- **Try it**
Exactly the lines from the beginning of the material to the line with "Where can the aircraft tail" are to be repeated, both ends included.

** Opening Data extracts block **

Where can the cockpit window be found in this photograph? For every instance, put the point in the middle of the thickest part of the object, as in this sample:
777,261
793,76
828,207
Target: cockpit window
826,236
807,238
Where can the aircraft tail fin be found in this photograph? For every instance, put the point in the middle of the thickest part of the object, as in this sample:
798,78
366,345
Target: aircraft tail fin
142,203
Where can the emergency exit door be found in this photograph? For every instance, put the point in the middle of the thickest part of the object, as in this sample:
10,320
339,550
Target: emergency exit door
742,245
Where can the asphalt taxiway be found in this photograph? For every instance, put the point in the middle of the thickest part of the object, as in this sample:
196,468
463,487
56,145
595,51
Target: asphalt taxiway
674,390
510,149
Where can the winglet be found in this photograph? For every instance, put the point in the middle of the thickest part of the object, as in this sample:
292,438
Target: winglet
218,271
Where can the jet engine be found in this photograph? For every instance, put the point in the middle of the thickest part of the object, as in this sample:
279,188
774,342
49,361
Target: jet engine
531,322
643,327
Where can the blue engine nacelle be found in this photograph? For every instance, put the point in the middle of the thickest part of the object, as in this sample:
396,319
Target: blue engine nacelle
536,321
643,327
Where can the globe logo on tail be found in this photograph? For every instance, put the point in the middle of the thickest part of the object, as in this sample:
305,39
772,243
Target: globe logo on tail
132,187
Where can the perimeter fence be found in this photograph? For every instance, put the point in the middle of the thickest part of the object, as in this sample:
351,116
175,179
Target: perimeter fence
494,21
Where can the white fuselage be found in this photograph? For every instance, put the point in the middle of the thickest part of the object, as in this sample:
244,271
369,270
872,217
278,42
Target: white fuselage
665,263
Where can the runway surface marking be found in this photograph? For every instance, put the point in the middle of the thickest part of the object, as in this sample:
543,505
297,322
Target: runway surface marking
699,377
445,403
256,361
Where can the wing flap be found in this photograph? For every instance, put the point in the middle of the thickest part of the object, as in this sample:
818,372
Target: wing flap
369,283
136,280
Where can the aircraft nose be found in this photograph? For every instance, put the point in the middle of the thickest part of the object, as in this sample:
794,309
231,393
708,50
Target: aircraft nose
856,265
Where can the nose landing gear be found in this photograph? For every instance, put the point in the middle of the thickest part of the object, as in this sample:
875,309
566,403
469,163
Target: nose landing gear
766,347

** Closing Data extracts block **

- **Answer to the problem**
Where can the cockpit window be found in this photograph? For every instance, put the point in the middle of the thickest part of the object, as in this sample:
777,261
793,76
828,207
Target: cockpit window
826,236
807,238
Where can the aircraft tail fin be found in this photograph? For every instance, put the point in the middle of the thickest part of the object, as in this sample:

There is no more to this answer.